## 文档摘录
━━━━━━

Borg Maze POJ – 3026 BFS+最小生成树

Description

The Borg is an immensely powerful race of enhanced humanoids from the delta quadrant of the galaxy. The Borg collective is the term used to describe the group consciousness of the Borg civilization. Each Borg individual is linked to the collective by a sophisticated subspace network that insures each member is given constant supervision and guidance.

Your task is to help the Borg (yes, really) by developing a program which helps the Borg to estimate the minimal cost of scanning a maze for the assimilation of aliens hiding in the maze, by moving in north, west, east, and south steps. The tricky thing is that the beginning of the search is conducted by a large group of over 100 individuals. Whenever an alien is assimilated, or at the beginning of the search, the group may split in two or more groups (but their consciousness is still collective.). The cost of searching a maze is definied as the total distance covered by all the groups involved in the search together. That is, if the original group walks five steps, then splits into two groups each walking three steps, the total distance is 11=5+3+3.

━━━━━━

## 任务目标
请续写上文关于 POJ 3026 Borg Maze 题目的说明，从最后一句之后接着写下去。

━━━━━━

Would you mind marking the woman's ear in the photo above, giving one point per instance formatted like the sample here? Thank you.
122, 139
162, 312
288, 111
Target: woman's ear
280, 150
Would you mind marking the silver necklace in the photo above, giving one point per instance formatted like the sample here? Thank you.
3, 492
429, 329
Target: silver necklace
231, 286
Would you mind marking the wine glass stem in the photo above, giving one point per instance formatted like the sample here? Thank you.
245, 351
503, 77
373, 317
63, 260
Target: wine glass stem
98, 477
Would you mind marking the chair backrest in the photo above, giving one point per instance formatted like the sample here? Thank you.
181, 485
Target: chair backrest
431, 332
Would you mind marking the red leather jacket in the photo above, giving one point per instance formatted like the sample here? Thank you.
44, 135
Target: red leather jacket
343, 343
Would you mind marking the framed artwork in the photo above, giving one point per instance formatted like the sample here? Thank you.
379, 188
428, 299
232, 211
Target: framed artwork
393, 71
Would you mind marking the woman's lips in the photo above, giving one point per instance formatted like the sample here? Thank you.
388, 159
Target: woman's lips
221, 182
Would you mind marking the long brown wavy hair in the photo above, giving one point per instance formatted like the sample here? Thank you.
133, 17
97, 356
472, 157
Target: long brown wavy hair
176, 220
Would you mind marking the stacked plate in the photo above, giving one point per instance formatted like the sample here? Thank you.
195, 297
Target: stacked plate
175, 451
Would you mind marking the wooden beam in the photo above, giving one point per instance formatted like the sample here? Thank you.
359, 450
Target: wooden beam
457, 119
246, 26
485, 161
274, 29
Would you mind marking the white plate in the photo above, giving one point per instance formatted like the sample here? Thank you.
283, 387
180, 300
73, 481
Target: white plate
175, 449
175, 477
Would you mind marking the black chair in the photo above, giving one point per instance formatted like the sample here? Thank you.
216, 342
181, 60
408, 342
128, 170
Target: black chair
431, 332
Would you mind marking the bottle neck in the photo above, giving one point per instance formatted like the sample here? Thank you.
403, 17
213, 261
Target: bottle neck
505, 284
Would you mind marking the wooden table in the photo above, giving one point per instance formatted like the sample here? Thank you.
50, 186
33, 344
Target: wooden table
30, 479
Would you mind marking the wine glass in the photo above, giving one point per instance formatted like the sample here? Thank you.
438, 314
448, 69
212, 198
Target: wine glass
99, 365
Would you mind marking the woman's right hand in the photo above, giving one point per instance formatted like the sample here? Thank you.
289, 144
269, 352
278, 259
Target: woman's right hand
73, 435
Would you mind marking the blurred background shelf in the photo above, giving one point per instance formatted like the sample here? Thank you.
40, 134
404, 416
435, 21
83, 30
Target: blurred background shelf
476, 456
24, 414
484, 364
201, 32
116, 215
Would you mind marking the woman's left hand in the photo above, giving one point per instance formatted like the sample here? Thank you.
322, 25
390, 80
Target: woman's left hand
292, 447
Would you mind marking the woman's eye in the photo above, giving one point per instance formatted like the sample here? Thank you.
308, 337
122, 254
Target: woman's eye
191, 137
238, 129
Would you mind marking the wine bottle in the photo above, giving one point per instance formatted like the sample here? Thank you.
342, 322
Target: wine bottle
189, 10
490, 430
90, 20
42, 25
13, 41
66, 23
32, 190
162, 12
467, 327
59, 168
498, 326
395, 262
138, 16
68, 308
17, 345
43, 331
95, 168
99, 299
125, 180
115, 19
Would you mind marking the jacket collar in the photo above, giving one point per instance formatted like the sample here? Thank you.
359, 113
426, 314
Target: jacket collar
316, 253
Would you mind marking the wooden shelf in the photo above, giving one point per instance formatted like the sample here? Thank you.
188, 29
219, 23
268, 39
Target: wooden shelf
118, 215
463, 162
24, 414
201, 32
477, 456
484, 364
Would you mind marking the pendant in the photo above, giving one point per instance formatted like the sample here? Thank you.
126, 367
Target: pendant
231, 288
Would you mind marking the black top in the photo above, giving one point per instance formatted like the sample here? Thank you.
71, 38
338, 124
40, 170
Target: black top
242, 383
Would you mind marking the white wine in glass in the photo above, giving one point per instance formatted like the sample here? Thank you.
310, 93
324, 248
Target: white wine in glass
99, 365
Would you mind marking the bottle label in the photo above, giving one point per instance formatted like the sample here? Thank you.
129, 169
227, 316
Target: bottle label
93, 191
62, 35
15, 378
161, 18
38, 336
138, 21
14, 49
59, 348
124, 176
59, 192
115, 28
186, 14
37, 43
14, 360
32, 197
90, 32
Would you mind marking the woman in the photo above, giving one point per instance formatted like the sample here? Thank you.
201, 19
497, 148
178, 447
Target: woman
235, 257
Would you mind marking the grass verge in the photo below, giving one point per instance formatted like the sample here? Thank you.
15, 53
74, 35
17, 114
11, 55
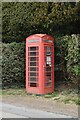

━━━━━━

## 回答如下
Input

On the first line of input there is one integer, N <= 50, giving the number of test cases in the input. Each test case starts with a line containg two integers x, y such that 1 <= x,y <= 50. After this, y lines follow, each which x characters. For each character, a space '' stands for an open space, a hash mark#’’ stands for an obstructing wall, the capital letter A'' stand for an alien, and the capital letterS’’ stands for the start of the search. The perimeter of the maze is always closed, i.e., there is no way to get out from the coordinate of the ``S’’. At most 100 aliens are present in the maze, and everyone is reachable.

Output

For every test case, output one line containing the minimal cost of a succesful search of the maze leaving no aliens alive.

Sample Input

2
6 5
##### 
#A#A##
# # A#
#S  ##
##### 
7 7
#####  
#AAA###
#    A#
# S ###
#     #
#AAA###
#####  

Sample Input

8
11

解决
题意其实刚开始有点不太好转化(图论不都是这样吗，)　我们主要要抓住总和最小的步数这个条件　然后我们又发现题目上的S和A两种标记点都可以分裂　自然而然想到最小生成树　问题的关键在于建图　我们需要每两个标志点之间的最小距离　方便生成一个权值最小的树　那么我们的方法就是bfs　刚开始觉得每两点之间都要计算最短路　那么未免时间耗费也太大了　但是给定的点却很少　所以方案是可行的　我们的最终方案就是bfs建图(邻接矩阵和邻接表均可(邻接表堆优化更方便))，图上跑一边最小生成树　当然克鲁斯卡尔和普里姆都是ok的　最后注意输入(吃掉数字后面的空格)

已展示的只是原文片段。